Could you return, word for word, the stretch of the White v. Singleton opinion below starting with "On April 21, 2000, the" and going on through "Singleton was negligent."?

** start Excerpt provided **

University of Vermont AAHS

White v. Singleton

Kansas Court of Appeals
2004 WL 48884
January 9, 2004

Summary of Opinion

Children of plaintiffs White were injured when they were thrown off their grandfather’s horse.  The trial court granted the grandfather’s motion for summary judgment.  In this opinion, the Court of Appeals disagrees with that decision.  There was a conflict in evidence as to whether the horse had a dangerous propensity for the conduct in question.  That calls for a trial on the merits.

Text of Opinion

 Matt and Michelle White appeal the trial court's grant of summary judgment to Richard Singleton. We reverse and remand for a trial.

 On April 21, 2000, the Whites' children were injured after being thrown from their grandfather's (Singleton's) horse. The Whites filed a petition for damages asserting that Singleton was negligent.

 Singleton had his horse, Zip, for approximately 5 weeks prior to the accident. He stated that he had no problem with Zip and the children had ridden Zip approximately six times. Michelle testified that her mother, Lori Singleton, rode the horse and was bucked off prior to the children's accident. She also testified that Lori would not ride the horse until it was trained. Matt White, Michelle's husband, described the horse as "wild."

 Lori signed an affidavit stating that she had never ridden Zip and had never witnessed the horse display any dangerous propensities prior to the accident.

 Singleton filed a motion for summary judgment, which was granted.

 The Whites timely appeal, contending that the trial court erred by granting Singleton's motion for summary judgment because there are genuine issues of material fact.

" 'Summary judgment is appropriate when the pleadings, depositions, answers to interrogatories, and admissions on file, together with the affidavits, show that there is no genuine issue as to any material fact and that the moving party is entitled to judgment as a matter of law. The trial court is required to resolve all facts and inferences which may reasonably be drawn from the evidence in favor of the party against whom the ruling is sought. When opposing a motion for summary judgment, an adverse party must come forward with evidence to establish a dispute as to a material fact. In order to preclude summary judgment, the facts subject to the dispute must be material to the conclusive issues in the case. On appeal, we apply the same rules and where we find reasonable minds could differ as to the conclusions drawn from the evidence, summary judgment must be denied. [Citation omitted.]" ' Mitchell v.. City of Wichita, 270 Kan. 56, 59, 12 P.3d 402 (2000).

 There is conflicting testimony about Singleton's knowledge of the horse's demeanor and temperament. The parties agree that the law controlling these issues is animal law, not premises law. Both parties cite Mercer v. Fritts, 9 Kan.App.2d 232, 676 P.2d 150, aff'd 236 Kan. 73, 689 P.2d 774 (1984), in support of their positions. The Mercer court relied on 4 Am.Jur.2d, Animals § 104 and the Restatement (Second) of Torts § 518 (1976). The court held that an owner or possessor of a domestic animal is subject to liability if he or she knows or has reason to know of its dangerous propensities. Furthermore, if the owner or possessor does not know or have reason to know of an animal's dangerous propensities, he or she can still be subject to liability if (1) he or she intentionally causes the animal to do harm; or (2) he or she is negligent in failing to prevent the harm. Mercer, 9 Kan.App.2d at 236.

** end Excerpt provided **
** start Stored records **

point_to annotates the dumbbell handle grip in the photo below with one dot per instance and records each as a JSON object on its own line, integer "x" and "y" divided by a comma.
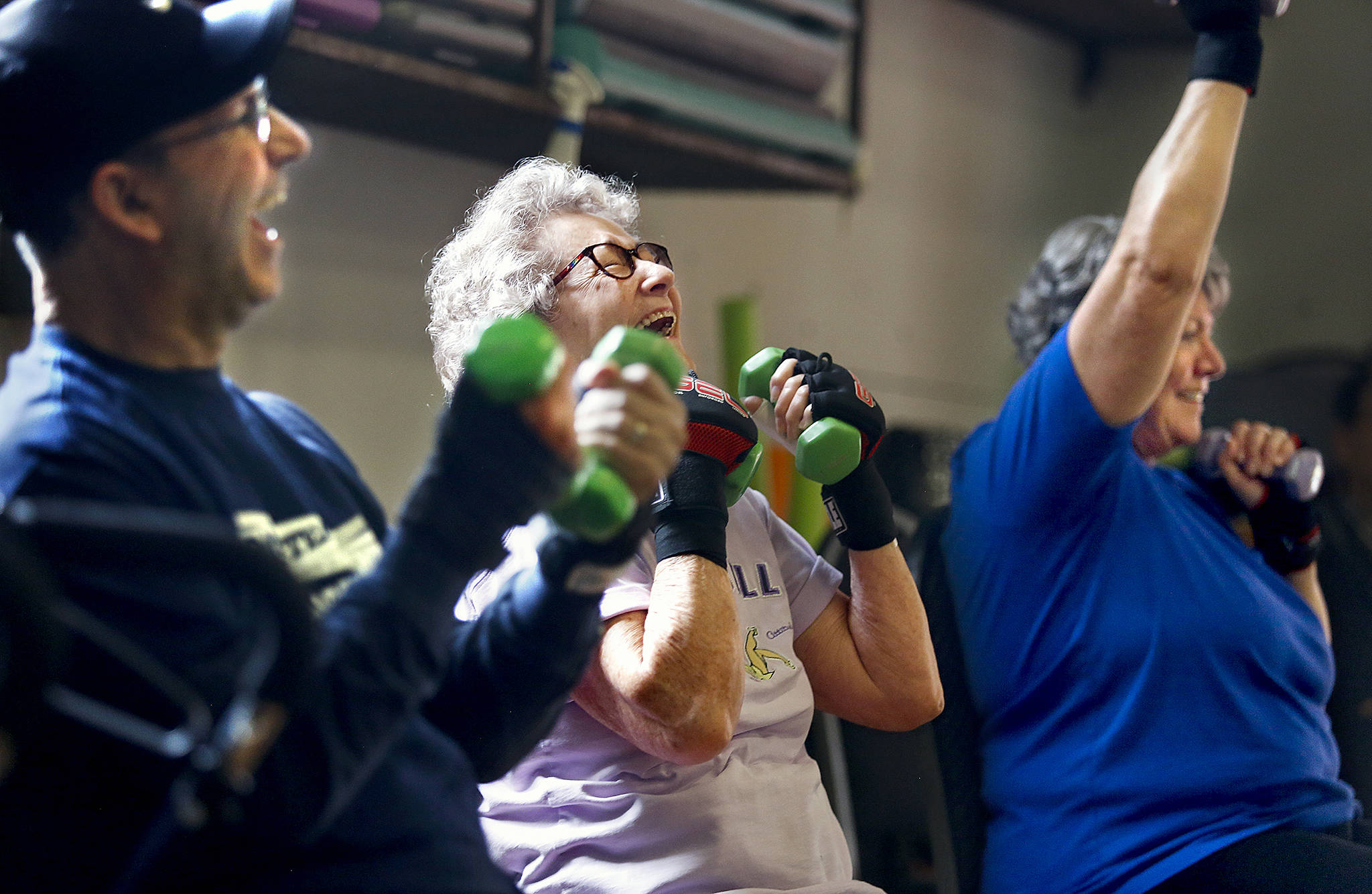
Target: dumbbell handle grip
{"x": 598, "y": 503}
{"x": 1300, "y": 478}
{"x": 829, "y": 450}
{"x": 521, "y": 357}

** end Stored records **

» **Final result**:
On April 21, 2000, the Whites' children were injured after being thrown from their grandfather's (Singleton's) horse. The Whites filed a petition for damages asserting that Singleton was negligent.